SHORT PROBLEM: Put each line of the listing below into a Markdown table with the columns Row and Line, numbering the rows in order and leaving out blank lines. Don't include the pictures.

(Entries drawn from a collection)

· · ·

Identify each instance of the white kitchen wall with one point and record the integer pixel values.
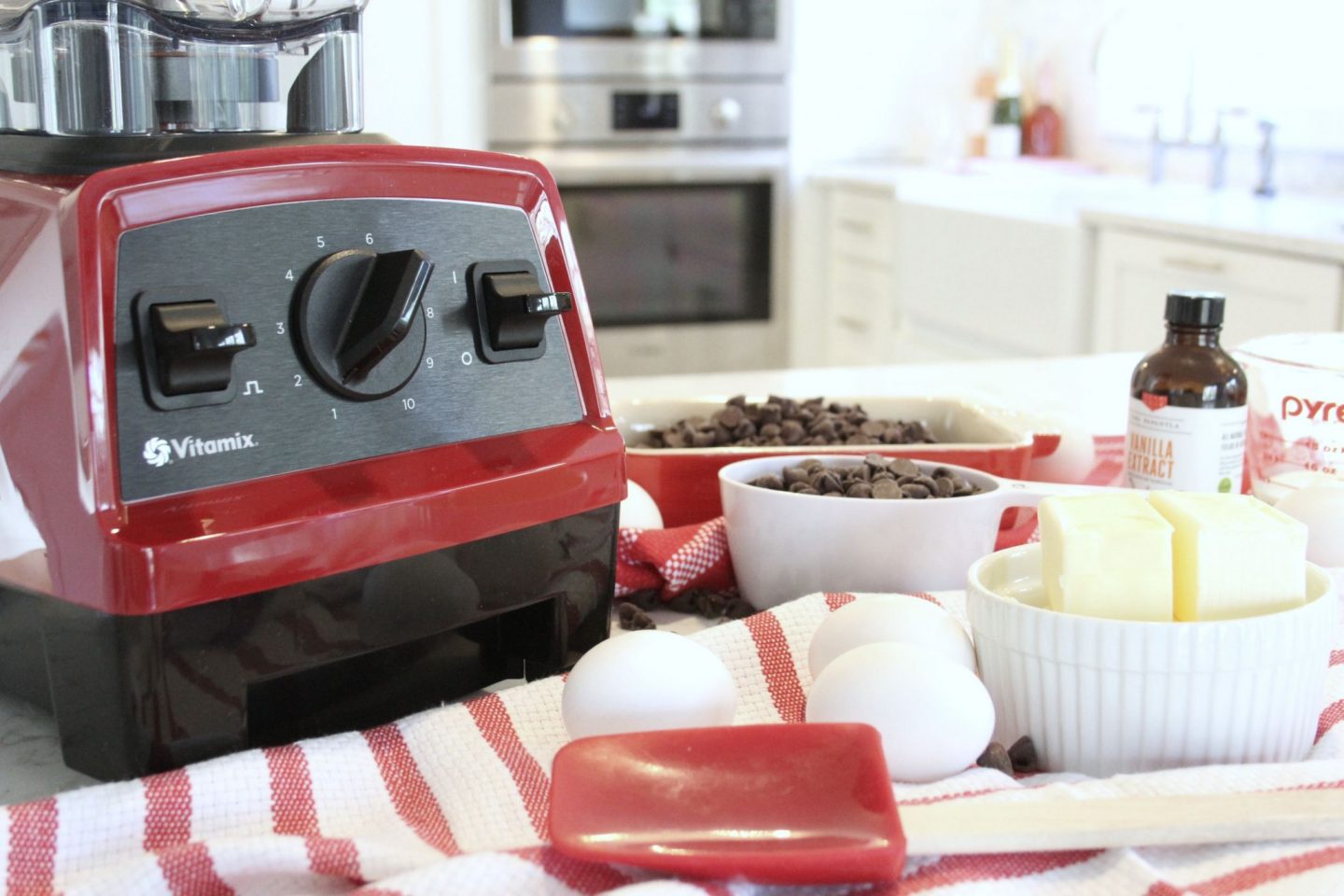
(891, 79)
(427, 70)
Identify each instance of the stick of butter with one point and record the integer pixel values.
(1106, 555)
(1234, 555)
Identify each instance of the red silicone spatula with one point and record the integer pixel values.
(812, 804)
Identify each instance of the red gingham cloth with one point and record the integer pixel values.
(455, 801)
(696, 556)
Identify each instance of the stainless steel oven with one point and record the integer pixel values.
(602, 38)
(672, 164)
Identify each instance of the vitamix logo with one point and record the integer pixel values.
(1323, 412)
(161, 452)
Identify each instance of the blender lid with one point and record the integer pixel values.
(167, 67)
(206, 11)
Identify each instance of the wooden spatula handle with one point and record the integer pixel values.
(995, 826)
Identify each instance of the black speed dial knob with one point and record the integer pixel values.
(359, 321)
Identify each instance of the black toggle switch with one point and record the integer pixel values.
(512, 308)
(195, 345)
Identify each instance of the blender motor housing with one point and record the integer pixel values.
(268, 467)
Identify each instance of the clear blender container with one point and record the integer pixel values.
(136, 67)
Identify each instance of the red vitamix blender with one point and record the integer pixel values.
(300, 430)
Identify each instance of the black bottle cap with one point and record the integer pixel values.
(1195, 309)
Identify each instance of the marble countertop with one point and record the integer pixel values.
(1078, 394)
(1068, 193)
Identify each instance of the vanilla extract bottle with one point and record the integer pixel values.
(1187, 404)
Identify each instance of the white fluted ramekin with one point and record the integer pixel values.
(1109, 696)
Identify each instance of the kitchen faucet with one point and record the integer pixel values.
(1215, 146)
(1265, 186)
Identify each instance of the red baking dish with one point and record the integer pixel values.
(683, 483)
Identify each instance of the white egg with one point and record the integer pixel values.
(1071, 461)
(638, 510)
(890, 617)
(934, 716)
(1322, 508)
(647, 681)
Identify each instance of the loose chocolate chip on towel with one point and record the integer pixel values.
(632, 618)
(995, 757)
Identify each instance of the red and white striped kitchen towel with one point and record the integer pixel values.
(455, 801)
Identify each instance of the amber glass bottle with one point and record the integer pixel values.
(1187, 404)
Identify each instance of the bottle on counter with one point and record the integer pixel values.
(1004, 137)
(1187, 404)
(1043, 131)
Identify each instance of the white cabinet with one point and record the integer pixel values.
(914, 281)
(1267, 292)
(861, 318)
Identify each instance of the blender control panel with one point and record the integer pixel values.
(287, 337)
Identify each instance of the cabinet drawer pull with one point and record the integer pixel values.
(857, 226)
(1203, 265)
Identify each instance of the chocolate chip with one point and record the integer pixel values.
(631, 618)
(812, 422)
(875, 477)
(1023, 755)
(828, 481)
(732, 415)
(995, 757)
(886, 489)
(903, 467)
(645, 598)
(710, 605)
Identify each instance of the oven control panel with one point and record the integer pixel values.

· · ·

SOLUTION TO THE EXERCISE:
| Row | Line |
|---|---|
| 1 | Identify each instance of the white kitchen wall with one point and record the integer pixel values. |
| 2 | (891, 79) |
| 3 | (427, 70) |
| 4 | Identify each instance of the stick of butter with one point and record the integer pixel values. |
| 5 | (1106, 555) |
| 6 | (1234, 555) |
| 7 | Identify each instance of the red silicone spatula with one point and record the integer pixel values. |
| 8 | (812, 804) |
| 9 | Identify each instance of the red gingham cloth with one point and record the integer pixel values. |
| 10 | (455, 801) |
| 11 | (696, 556) |
| 12 | Identify each instance of the stainless steel oven with one point and record the integer pixel values. |
| 13 | (602, 38) |
| 14 | (672, 164) |
| 15 | Identify each instance of the vitamix logo with one point and record the integer pixel values. |
| 16 | (1323, 412) |
| 17 | (161, 452) |
| 18 | Identify each instance of the blender lid with one point and record the integer pixel values. |
| 19 | (167, 67) |
| 20 | (206, 11) |
| 21 | Identify each instance of the wooden spatula handle with one point and record the integer pixel values. |
| 22 | (995, 826) |
| 23 | Identify each instance of the black speed dial knob with one point and record the integer pixel values. |
| 24 | (359, 321) |
| 25 | Identify each instance of the black toggle switch with one point and record the integer pixel values. |
| 26 | (512, 308) |
| 27 | (195, 345) |
| 28 | Identify each instance of the blender motor housing with one point and record the integer pixel values. |
| 29 | (268, 467) |
| 30 | Identify each instance of the clear blender container with one point and record the integer pixel values. |
| 31 | (136, 67) |
| 32 | Identify each instance of the red vitamix blender with one point and record the integer pixel values. |
| 33 | (300, 430) |
| 34 | Identify each instance of the black bottle cap with one point and record the integer pixel values. |
| 35 | (1195, 309) |
| 36 | Identify each instance of the marble countertop with one point and record the integer pixel values. |
| 37 | (1078, 394) |
| 38 | (1068, 193) |
| 39 | Identify each instance of the vanilla extract bottle with one point and record the integer pixel values. |
| 40 | (1187, 404) |
| 41 | Identify each instance of the white fluted ramekin with one point and record the integer pixel values. |
| 42 | (1109, 696) |
| 43 | Identify each instance of the kitchen faucet with one point and record the integer pixel values. |
| 44 | (1215, 146) |
| 45 | (1265, 186) |
| 46 | Identify each instance of the red baking dish with one point and record the integer pixel values. |
| 47 | (683, 483) |
| 48 | Identify each instance of the white egg with one point and record the integer pixel values. |
| 49 | (1071, 461) |
| 50 | (638, 510) |
| 51 | (890, 617) |
| 52 | (934, 716) |
| 53 | (1322, 508) |
| 54 | (647, 681) |
| 55 | Identify each instance of the loose chocolate chip on towel with one point and record the integer pixel values. |
| 56 | (632, 618) |
| 57 | (995, 757) |
| 58 | Identify each instance of the red and white striped kitchen towel with one point and record the integer pixel values. |
| 59 | (455, 801) |
| 60 | Identify each instance of the amber glass bottle with one point and record the integer pixel values. |
| 61 | (1187, 404) |
| 62 | Identify each instance of the bottle on counter with one point and record the integer pixel values. |
| 63 | (1004, 137) |
| 64 | (1187, 404) |
| 65 | (1043, 131) |
| 66 | Identify each instance of the white cabinet with one point and record the integer pixel values. |
| 67 | (914, 281) |
| 68 | (1267, 292) |
| 69 | (861, 318) |
| 70 | Identify each instance of the blender control panel with one point and record the integer pixel values. |
| 71 | (287, 337) |
| 72 | Identify each instance of the cabinet drawer pull with one point and record the integer pixel values. |
| 73 | (857, 226) |
| 74 | (1203, 265) |
| 75 | Identify each instance of the chocolate chip with one point and record the integer pixel values. |
| 76 | (631, 618) |
| 77 | (812, 422) |
| 78 | (875, 477) |
| 79 | (1023, 755) |
| 80 | (828, 481) |
| 81 | (732, 415) |
| 82 | (995, 757) |
| 83 | (886, 489) |
| 84 | (903, 467) |
| 85 | (645, 598) |
| 86 | (710, 605) |
| 87 | Identify each instance of the oven control panel with one point and record the integer pixel values. |